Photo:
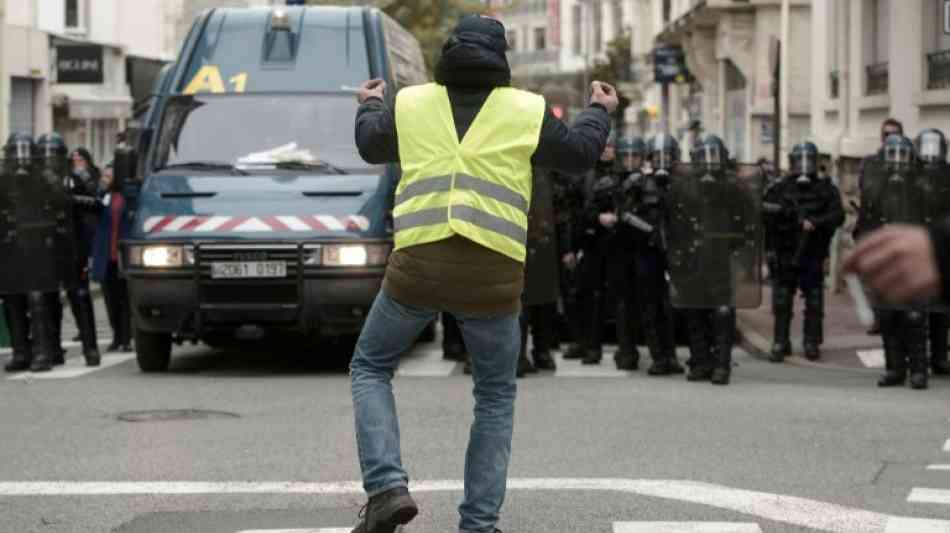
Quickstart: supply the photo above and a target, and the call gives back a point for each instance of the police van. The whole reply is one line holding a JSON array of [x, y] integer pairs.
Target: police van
[[254, 214]]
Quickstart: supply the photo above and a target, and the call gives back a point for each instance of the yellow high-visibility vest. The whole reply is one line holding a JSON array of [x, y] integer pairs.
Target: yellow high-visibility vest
[[479, 187]]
=-=-=
■ The exercise
Can you rewrite the stretch of lines from the start through the one containing "[[254, 214]]", substituting "patrol car" for "police van" and changing nothing else? Leave the pictures out of your answer.

■ Worked solution
Photo:
Quickstart: supply the photo above and a target, and the call gives back a point for each instance of the patrol car. The whole reply is one line holding a JSON array of [x, y] integer pairs.
Target: patrol car
[[254, 214]]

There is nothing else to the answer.